* Requirement
Restate every entry word for word.
## start Records to use
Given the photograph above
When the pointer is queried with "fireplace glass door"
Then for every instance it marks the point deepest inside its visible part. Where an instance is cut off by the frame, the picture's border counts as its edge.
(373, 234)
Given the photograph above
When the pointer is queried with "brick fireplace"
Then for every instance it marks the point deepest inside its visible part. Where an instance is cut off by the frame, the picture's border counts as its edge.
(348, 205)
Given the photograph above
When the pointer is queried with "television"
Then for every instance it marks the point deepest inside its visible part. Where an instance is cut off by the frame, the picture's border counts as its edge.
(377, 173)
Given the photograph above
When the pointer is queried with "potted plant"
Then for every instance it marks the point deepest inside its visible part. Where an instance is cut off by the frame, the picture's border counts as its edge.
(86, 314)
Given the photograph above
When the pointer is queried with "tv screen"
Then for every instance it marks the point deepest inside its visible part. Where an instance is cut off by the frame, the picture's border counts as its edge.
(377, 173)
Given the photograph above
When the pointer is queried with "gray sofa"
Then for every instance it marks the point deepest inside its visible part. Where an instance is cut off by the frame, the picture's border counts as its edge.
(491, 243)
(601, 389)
## end Records to use
* Result
Given the photograph above
When the pointer is queried with "fireplace glass door"
Then for every instance it marks the point deepest inside its visible part. Where an instance is cut off by the frame, the picture's border counts as its edge.
(373, 234)
Given the photograph above
When the pointer is queried with "brick fireplace"
Then for every instance it marks the point deepest inside its visible part. Where an instance is cut off by the frame, the picture's border counts as its edge.
(348, 205)
Given the photograph above
When the pointer is queried with "television"
Then for every instance it marks the point deepest inside its visible part. Where an instance is cut off by the frame, the picture's border counts as its edge.
(377, 173)
Given the photograph above
When the pointer is queried with "potted plant"
Then for every instance it marks the point deepest inside its visible part. Where an instance is cut off by the frame, the picture's border counts as its edge.
(86, 314)
Given the photograph above
When the pointer is queried with "tv screen"
Then for every instance it marks the point deepest inside its visible part. Where an instance is cut off by the frame, the picture's border counts as its edge.
(377, 173)
Given the photograph above
When the pointer is queried with "gray sofa"
Then for every instance it marks the point deepest inside its visible part. Where an instance is cut off by the frame, the picture's border counts as its edge.
(491, 243)
(601, 389)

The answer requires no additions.